▶ [Required work]
**a)** From the reply about atomics for eBPF, extract the passage starting with "From: Yonghong Song" and going on through "Message-ID: <d423d325-b861-1954-a3ea-cd7b63aa02fc@fb.com> (raw)".
**b)** Summarize the reply about atomics for eBPF in two sentences.

▶ [Selected text]
Re: [PATCH v2 bpf-next 00/13] Atomics for eBPF

From: Yonghong Song <yhs@fb.com>
To: Andrii Nakryiko <andrii.nakryiko@gmail.com>
Cc: Alexei Starovoitov <alexei.starovoitov@gmail.com>,
	Brendan Jackman <jackmanb@google.com>, bpf <bpf@vger.kernel.org>,
	Alexei Starovoitov <ast@kernel.org>,
	Daniel Borkmann <daniel@iogearbox.net>,
	KP Singh <kpsingh@chromium.org>,
	Florent Revest <revest@chromium.org>,
	open list <linux-kernel@vger.kernel.org>,
	Jann Horn <jannh@google.com>
Subject: Re: [PATCH v2 bpf-next 00/13] Atomics for eBPF
Date: Wed, 2 Dec 2020 00:03:15 -0800	[thread overview]
Message-ID: <d423d325-b861-1954-a3ea-cd7b63aa02fc@fb.com> (raw)
In-Reply-To: <31a67edd-4837-cfd3-c9fe-a6942ebd87bb@fb.com>

On 12/1/20 9:05 PM, Yonghong Song wrote:
> 
> 
> On 12/1/20 6:00 PM, Andrii Nakryiko wrote:
>> On Mon, Nov 30, 2020 at 7:51 PM Yonghong Song <yhs@fb.com> wrote:
>>>
>>>
>>>
>>> On 11/30/20 9:22 AM, Yonghong Song wrote:
>>>>
>>>>
>>>> On 11/28/20 5:40 PM, Alexei Starovoitov wrote:
>>>>> On Fri, Nov 27, 2020 at 09:53:05PM -0800, Yonghong Song wrote:
>>>>>>
>>>>>>
>>>>>> On 11/27/20 9:57 AM, Brendan Jackman wrote:
>>>>>>> Status of the patches
>>>>>>> =====================
>>>>>>>
>>>>>>> Thanks for the reviews! Differences from v1->v2 [1]:
>>>>>>>
>>>>>>> * Fixed mistakes in the netronome driver
>>>>>>>
>>>>>>> * Addd sub, add, or, xor operations
>>>>>>>
>>>>>>> * The above led to some refactors to keep things readable. (Maybe I
>>>>>>>      should have just waited until I'd implemented these before 
>>>>>>> starting
>>>>>>>      the review...)

▶ [Available data]
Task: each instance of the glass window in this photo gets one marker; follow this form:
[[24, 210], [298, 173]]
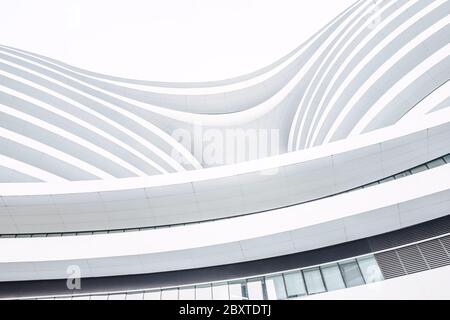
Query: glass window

▶ [Answer set]
**a)**
From: Yonghong Song <yhs@fb.com>
To: Andrii Nakryiko <andrii.nakryiko@gmail.com>
Cc: Alexei Starovoitov <alexei.starovoitov@gmail.com>,
	Brendan Jackman <jackmanb@google.com>, bpf <bpf@vger.kernel.org>,
	Alexei Starovoitov <ast@kernel.org>,
	Daniel Borkmann <daniel@iogearbox.net>,
	KP Singh <kpsingh@chromium.org>,
	Florent Revest <revest@chromium.org>,
	open list <linux-kernel@vger.kernel.org>,
	Jann Horn <jannh@google.com>
Subject: Re: [PATCH v2 bpf-next 00/13] Atomics for eBPF
Date: Wed, 2 Dec 2020 00:03:15 -0800	[thread overview]
Message-ID: <d423d325-b861-1954-a3ea-cd7b63aa02fc@fb.com> (raw)

**b)** Yonghong Song sent this message to Andrii Nakryiko on December 2, 2020, in the thread on the v2 "Atomics for eBPF" patch series for bpf-next. Its quoted text includes Brendan Jackman's list of changes from v1 to v2: fixed mistakes in the netronome driver, new sub, add, or, and xor operations, and refactors those additions required to keep things readable.